Reproduce the rows below word for word, beginning with the first row and stopping after the row that contains "positive clicks: (301, 319)".
*** Begin section ***
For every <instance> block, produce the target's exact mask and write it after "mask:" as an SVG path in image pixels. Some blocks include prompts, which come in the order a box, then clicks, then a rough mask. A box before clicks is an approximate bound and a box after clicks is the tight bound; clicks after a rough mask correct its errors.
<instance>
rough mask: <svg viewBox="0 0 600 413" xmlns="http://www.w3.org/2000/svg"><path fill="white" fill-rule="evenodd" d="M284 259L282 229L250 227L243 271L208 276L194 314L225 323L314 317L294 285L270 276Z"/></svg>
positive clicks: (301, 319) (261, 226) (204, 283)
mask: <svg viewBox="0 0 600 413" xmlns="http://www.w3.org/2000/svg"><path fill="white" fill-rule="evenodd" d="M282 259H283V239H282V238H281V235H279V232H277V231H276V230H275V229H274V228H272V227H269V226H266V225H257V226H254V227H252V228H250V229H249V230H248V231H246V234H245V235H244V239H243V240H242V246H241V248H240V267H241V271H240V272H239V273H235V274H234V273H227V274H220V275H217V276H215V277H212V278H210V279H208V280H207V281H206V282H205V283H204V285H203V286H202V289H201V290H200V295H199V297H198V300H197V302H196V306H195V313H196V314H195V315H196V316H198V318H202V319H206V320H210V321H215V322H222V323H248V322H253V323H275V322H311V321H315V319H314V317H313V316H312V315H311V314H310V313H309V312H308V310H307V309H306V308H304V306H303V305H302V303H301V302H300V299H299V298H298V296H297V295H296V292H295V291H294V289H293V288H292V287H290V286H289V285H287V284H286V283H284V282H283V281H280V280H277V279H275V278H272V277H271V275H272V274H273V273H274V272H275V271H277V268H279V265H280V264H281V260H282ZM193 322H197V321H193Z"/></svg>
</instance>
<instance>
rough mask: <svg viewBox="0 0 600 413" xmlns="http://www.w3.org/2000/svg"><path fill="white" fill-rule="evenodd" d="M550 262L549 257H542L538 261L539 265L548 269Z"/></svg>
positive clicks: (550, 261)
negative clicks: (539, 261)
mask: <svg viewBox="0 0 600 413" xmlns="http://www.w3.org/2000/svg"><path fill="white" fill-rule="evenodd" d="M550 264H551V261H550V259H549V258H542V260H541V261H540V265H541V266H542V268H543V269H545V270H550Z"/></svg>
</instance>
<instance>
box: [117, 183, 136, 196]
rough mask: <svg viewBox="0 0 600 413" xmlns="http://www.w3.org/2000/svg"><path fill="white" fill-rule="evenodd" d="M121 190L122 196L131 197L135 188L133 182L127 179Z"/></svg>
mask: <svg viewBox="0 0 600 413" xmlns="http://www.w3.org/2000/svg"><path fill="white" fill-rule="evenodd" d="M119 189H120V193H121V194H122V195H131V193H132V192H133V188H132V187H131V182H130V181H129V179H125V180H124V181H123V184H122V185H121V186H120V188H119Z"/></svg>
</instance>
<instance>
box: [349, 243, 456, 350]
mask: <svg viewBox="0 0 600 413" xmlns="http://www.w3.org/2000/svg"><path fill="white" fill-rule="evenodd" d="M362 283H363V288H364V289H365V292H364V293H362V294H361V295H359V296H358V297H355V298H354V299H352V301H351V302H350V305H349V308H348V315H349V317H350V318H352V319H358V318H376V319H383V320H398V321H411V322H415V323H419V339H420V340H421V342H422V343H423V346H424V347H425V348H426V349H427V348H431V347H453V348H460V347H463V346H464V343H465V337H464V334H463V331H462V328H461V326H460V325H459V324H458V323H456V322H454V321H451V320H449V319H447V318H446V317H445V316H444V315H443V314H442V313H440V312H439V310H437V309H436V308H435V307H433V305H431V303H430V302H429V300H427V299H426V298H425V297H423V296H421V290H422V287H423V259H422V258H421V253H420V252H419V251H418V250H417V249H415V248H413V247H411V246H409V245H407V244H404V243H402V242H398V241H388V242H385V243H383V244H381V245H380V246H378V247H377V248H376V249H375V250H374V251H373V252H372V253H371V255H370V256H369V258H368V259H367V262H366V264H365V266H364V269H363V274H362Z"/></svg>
*** End section ***
◆ Solution to the exercise:
For every <instance> block, produce the target's exact mask and write it after "mask:" as an SVG path in image pixels. Some blocks include prompts, which come in the order a box, then clicks, then a rough mask. A box before clicks is an approximate bound and a box after clicks is the tight bound; clicks after a rough mask correct its errors.
<instance>
rough mask: <svg viewBox="0 0 600 413" xmlns="http://www.w3.org/2000/svg"><path fill="white" fill-rule="evenodd" d="M284 259L282 229L250 227L243 271L208 276L194 314L225 323L314 317L294 285L270 276Z"/></svg>
positive clicks: (301, 319) (261, 226) (204, 283)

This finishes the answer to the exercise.